***** RECORDS PROVIDED

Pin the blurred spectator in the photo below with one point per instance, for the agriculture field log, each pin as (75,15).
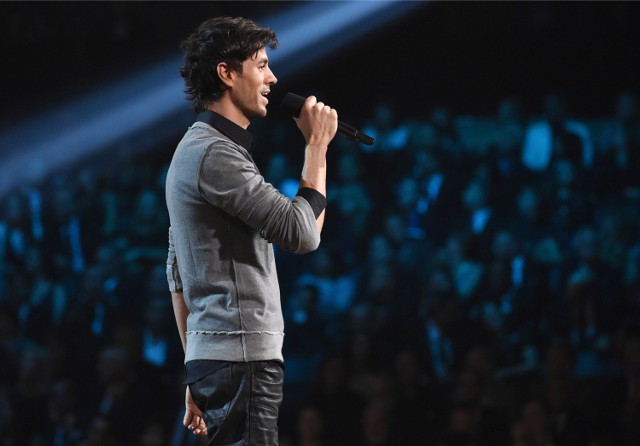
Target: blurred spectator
(384,128)
(556,136)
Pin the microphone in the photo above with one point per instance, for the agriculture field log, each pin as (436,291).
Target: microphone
(292,104)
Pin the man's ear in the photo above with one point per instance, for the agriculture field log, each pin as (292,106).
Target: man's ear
(225,74)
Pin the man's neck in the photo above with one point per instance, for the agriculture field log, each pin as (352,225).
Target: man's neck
(226,108)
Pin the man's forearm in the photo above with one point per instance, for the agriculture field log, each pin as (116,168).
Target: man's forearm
(181,312)
(314,174)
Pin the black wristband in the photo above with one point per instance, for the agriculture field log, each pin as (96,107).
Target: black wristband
(317,201)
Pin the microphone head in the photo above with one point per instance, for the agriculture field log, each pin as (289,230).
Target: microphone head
(292,104)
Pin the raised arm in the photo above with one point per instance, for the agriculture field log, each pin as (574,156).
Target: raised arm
(318,123)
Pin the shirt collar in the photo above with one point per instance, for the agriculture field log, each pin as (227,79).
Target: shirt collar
(232,130)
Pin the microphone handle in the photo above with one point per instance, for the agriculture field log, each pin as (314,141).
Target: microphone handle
(353,134)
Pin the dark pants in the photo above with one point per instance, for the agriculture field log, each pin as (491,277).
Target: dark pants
(240,403)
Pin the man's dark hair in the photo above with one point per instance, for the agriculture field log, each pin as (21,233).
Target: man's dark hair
(221,39)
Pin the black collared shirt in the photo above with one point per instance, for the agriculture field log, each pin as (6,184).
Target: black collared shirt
(232,130)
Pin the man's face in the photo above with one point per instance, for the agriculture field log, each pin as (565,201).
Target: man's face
(252,85)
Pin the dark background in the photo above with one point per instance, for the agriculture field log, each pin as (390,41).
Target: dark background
(463,55)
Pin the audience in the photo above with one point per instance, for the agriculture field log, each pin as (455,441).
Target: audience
(464,293)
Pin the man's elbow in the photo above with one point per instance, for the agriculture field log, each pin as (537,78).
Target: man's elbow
(309,243)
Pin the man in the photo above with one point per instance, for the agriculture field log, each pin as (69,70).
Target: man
(224,217)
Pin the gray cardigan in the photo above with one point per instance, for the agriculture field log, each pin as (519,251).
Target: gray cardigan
(224,218)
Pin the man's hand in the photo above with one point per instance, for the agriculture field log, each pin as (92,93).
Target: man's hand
(317,122)
(193,417)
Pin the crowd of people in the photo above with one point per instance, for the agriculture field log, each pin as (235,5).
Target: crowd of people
(477,283)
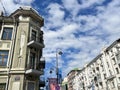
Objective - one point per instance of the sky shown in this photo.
(79, 28)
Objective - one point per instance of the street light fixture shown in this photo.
(58, 52)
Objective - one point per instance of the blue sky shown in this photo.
(80, 28)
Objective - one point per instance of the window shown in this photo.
(113, 85)
(32, 60)
(7, 33)
(117, 71)
(3, 57)
(33, 35)
(31, 86)
(2, 86)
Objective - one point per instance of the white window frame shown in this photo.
(6, 26)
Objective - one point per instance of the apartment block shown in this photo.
(70, 78)
(102, 73)
(21, 45)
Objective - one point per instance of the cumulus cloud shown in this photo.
(12, 5)
(86, 33)
(80, 36)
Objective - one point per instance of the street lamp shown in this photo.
(58, 52)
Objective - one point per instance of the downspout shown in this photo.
(12, 51)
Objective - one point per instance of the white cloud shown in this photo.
(85, 33)
(12, 5)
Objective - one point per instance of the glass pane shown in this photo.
(3, 58)
(33, 35)
(31, 86)
(2, 86)
(7, 33)
(32, 60)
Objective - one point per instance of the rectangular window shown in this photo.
(34, 33)
(32, 60)
(2, 86)
(117, 71)
(3, 57)
(7, 33)
(31, 86)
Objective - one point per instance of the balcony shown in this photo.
(35, 42)
(31, 70)
(42, 82)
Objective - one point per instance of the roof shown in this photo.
(28, 11)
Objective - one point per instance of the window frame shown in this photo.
(5, 59)
(30, 82)
(32, 29)
(6, 26)
(4, 87)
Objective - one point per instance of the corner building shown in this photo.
(21, 45)
(102, 73)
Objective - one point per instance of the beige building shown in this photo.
(70, 78)
(102, 73)
(21, 45)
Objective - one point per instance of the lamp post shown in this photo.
(57, 69)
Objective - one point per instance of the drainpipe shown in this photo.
(12, 52)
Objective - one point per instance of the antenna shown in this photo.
(3, 7)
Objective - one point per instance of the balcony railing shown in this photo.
(36, 42)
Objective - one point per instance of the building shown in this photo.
(64, 85)
(21, 45)
(70, 76)
(103, 72)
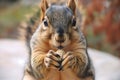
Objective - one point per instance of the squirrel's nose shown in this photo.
(60, 32)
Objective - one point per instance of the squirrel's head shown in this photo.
(59, 23)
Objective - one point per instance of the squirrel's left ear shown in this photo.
(43, 6)
(72, 5)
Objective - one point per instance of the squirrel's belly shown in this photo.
(61, 75)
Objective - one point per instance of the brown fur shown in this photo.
(46, 40)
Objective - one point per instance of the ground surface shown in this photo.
(13, 55)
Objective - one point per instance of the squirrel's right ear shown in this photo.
(43, 6)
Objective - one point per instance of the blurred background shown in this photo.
(100, 22)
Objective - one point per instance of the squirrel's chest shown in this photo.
(61, 75)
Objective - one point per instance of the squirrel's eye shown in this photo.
(73, 22)
(45, 23)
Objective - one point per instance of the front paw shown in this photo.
(52, 60)
(68, 61)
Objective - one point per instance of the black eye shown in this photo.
(45, 23)
(73, 22)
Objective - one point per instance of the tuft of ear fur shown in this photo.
(72, 5)
(43, 6)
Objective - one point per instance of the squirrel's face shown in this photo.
(58, 25)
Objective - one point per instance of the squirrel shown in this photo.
(57, 47)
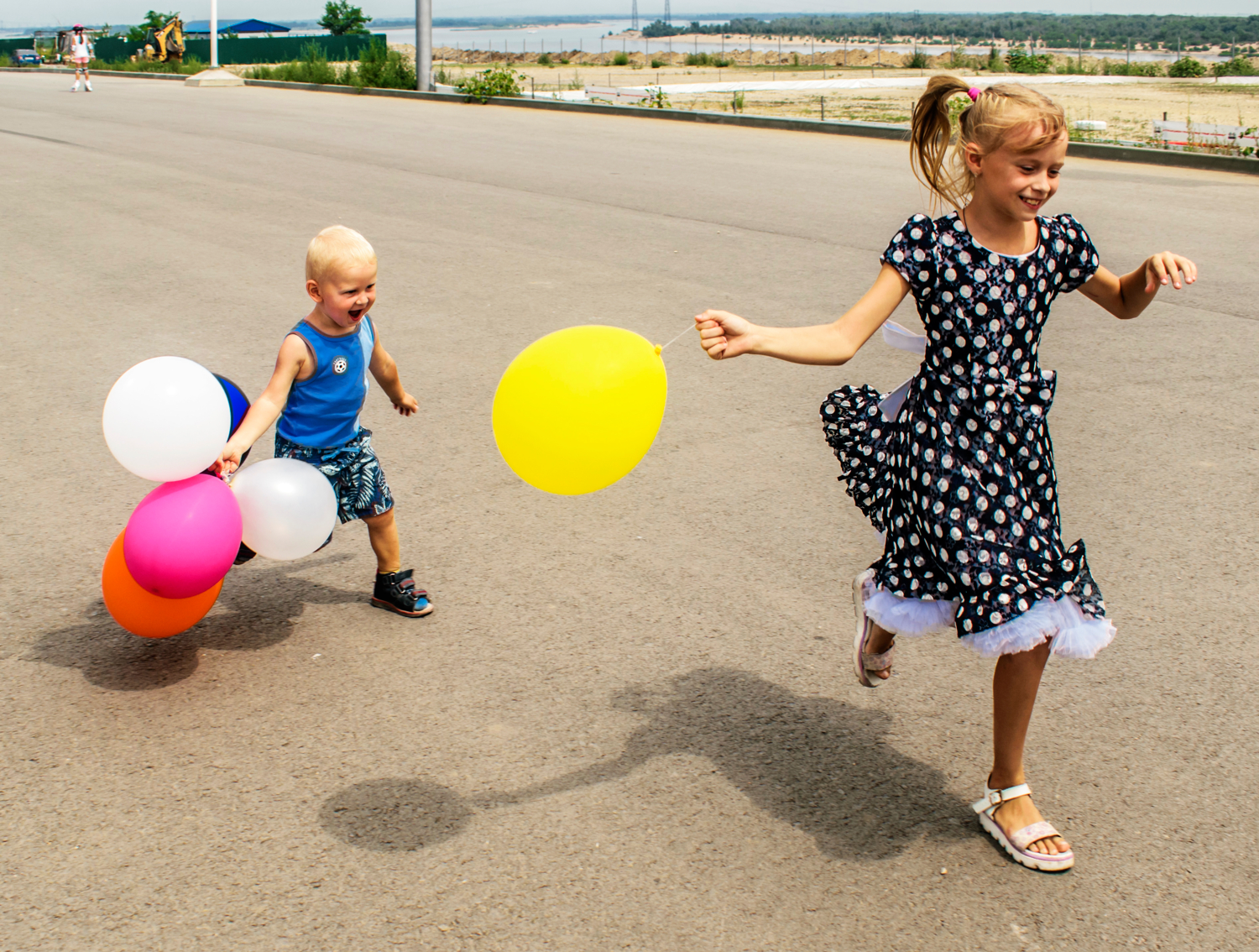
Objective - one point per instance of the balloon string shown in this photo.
(679, 335)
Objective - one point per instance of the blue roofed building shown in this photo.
(201, 28)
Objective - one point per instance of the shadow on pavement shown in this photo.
(261, 601)
(816, 763)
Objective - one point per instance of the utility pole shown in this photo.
(425, 45)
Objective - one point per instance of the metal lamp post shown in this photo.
(425, 45)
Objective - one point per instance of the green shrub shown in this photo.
(1147, 68)
(656, 98)
(495, 81)
(1186, 67)
(1073, 67)
(382, 68)
(191, 65)
(1020, 60)
(340, 19)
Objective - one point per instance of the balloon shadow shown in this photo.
(815, 763)
(262, 604)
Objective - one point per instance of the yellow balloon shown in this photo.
(578, 410)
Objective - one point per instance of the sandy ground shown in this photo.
(1127, 108)
(630, 723)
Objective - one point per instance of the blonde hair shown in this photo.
(994, 113)
(337, 247)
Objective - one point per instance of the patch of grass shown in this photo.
(191, 65)
(378, 67)
(495, 81)
(707, 60)
(1186, 67)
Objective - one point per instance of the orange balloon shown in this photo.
(143, 612)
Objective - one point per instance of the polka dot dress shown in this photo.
(962, 483)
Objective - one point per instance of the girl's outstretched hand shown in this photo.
(723, 334)
(1168, 267)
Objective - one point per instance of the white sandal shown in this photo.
(864, 662)
(1016, 844)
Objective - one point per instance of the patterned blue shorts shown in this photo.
(354, 471)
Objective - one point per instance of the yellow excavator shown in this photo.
(165, 44)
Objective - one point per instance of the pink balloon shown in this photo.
(183, 536)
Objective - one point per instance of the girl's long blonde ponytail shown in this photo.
(986, 123)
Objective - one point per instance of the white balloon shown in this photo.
(166, 418)
(287, 508)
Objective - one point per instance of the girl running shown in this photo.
(81, 52)
(956, 468)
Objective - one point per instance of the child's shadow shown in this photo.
(812, 762)
(261, 601)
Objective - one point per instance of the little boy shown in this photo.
(316, 392)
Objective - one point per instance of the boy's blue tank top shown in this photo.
(322, 411)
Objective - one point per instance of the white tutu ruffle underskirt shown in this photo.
(1073, 634)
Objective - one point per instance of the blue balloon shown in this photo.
(237, 400)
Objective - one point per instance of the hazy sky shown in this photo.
(18, 13)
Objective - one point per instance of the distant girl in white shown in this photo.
(81, 52)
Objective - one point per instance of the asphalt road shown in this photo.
(630, 723)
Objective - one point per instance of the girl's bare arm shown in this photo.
(1130, 295)
(725, 335)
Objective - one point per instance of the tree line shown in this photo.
(1100, 32)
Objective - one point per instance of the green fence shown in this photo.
(262, 50)
(8, 45)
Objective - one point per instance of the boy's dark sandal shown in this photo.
(397, 592)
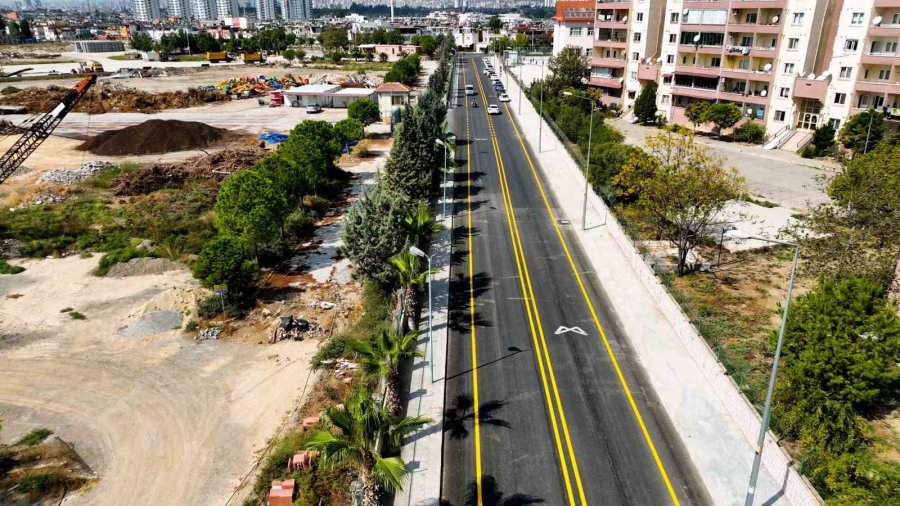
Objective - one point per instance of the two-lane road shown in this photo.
(543, 400)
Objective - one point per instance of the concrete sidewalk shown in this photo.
(713, 420)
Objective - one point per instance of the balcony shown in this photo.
(810, 88)
(616, 63)
(754, 28)
(880, 59)
(881, 87)
(606, 82)
(704, 93)
(750, 75)
(690, 48)
(648, 72)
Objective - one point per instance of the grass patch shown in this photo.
(35, 437)
(8, 268)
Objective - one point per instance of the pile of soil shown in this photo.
(156, 136)
(215, 166)
(112, 98)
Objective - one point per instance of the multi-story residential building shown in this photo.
(790, 65)
(573, 25)
(178, 9)
(227, 8)
(265, 10)
(145, 10)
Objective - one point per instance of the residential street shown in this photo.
(543, 399)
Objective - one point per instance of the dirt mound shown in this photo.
(112, 98)
(156, 136)
(216, 166)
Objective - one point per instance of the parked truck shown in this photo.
(216, 56)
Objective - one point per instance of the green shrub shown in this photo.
(35, 437)
(751, 132)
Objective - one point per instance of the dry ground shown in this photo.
(161, 418)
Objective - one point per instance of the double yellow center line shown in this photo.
(555, 409)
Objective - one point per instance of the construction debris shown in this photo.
(112, 97)
(156, 136)
(72, 176)
(216, 166)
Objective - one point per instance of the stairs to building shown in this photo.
(798, 140)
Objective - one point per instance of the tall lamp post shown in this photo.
(767, 409)
(587, 166)
(419, 253)
(448, 145)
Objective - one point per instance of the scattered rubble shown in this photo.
(216, 166)
(72, 176)
(209, 333)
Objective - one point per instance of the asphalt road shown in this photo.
(541, 404)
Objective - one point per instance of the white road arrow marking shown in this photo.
(563, 330)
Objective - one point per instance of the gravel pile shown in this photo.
(72, 176)
(151, 323)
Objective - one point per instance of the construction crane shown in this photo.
(42, 128)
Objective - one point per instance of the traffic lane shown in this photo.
(603, 427)
(516, 437)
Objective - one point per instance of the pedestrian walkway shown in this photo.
(693, 392)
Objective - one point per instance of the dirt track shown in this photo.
(162, 419)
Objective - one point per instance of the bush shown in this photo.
(751, 132)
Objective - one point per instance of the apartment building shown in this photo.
(790, 65)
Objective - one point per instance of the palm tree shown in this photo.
(358, 429)
(382, 356)
(421, 226)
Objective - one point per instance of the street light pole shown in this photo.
(587, 166)
(419, 253)
(767, 409)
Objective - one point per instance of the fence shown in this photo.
(796, 488)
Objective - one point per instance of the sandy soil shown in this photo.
(161, 418)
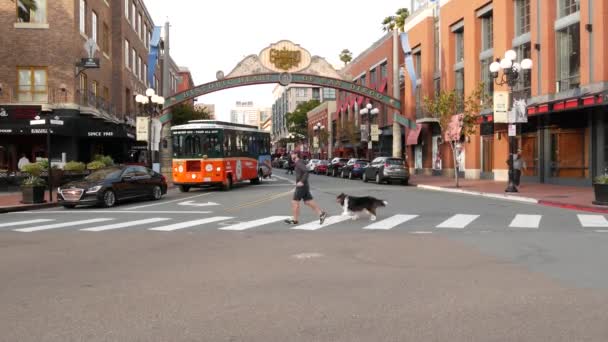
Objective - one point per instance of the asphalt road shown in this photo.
(222, 266)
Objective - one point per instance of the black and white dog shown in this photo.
(354, 205)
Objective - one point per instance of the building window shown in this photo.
(94, 88)
(32, 84)
(486, 78)
(25, 13)
(522, 17)
(523, 89)
(105, 43)
(487, 32)
(134, 60)
(83, 11)
(94, 26)
(460, 87)
(329, 94)
(568, 57)
(567, 7)
(372, 77)
(459, 40)
(127, 64)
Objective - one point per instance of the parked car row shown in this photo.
(380, 170)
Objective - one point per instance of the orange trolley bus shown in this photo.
(208, 152)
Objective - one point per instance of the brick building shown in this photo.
(372, 68)
(39, 76)
(564, 140)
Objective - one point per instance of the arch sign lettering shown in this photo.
(283, 62)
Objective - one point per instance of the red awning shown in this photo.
(412, 137)
(383, 85)
(454, 128)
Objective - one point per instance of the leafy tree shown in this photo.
(183, 113)
(297, 121)
(396, 21)
(445, 105)
(346, 56)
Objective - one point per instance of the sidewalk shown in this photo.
(570, 197)
(10, 201)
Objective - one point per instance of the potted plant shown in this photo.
(32, 188)
(600, 188)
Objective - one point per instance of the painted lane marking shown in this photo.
(192, 203)
(188, 224)
(594, 221)
(61, 225)
(71, 212)
(256, 223)
(125, 224)
(458, 221)
(314, 225)
(165, 202)
(21, 223)
(526, 221)
(391, 222)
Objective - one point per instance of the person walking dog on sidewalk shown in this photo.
(302, 192)
(518, 165)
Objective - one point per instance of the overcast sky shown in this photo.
(211, 35)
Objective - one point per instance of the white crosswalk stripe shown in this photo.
(23, 223)
(189, 224)
(525, 221)
(62, 225)
(255, 223)
(314, 225)
(593, 221)
(458, 221)
(391, 222)
(125, 224)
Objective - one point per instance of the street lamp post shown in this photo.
(317, 130)
(511, 71)
(369, 111)
(150, 104)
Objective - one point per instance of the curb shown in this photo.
(17, 208)
(482, 194)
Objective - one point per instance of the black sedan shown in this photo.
(112, 184)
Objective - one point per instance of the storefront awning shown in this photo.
(412, 137)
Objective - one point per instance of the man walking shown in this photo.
(302, 192)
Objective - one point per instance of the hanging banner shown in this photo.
(142, 128)
(501, 106)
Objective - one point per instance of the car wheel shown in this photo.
(157, 192)
(109, 198)
(228, 185)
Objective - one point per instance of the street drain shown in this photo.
(307, 255)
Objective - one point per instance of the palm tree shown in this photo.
(396, 21)
(346, 56)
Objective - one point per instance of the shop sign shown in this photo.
(501, 106)
(142, 128)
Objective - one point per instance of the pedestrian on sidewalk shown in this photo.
(302, 192)
(518, 165)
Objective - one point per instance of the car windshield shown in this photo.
(394, 161)
(107, 173)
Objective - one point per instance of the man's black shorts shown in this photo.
(302, 193)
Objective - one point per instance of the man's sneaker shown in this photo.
(291, 221)
(322, 217)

**********

= YOUR OBJECTIVE =
Go through the data above and print exactly the lines from its first line through the line holding "Pin the microphone in", both included, leaving pictures aside.

= TASK SOLUTION =
Pin the blurred spectator in the photo below with one point per instance, for the agriculture field log, each pin as (75,15).
Target: blurred spectator
(384,128)
(556,136)
Pin the microphone in the photo above with one point per instance, for the agriculture field log, each pin as (436,291).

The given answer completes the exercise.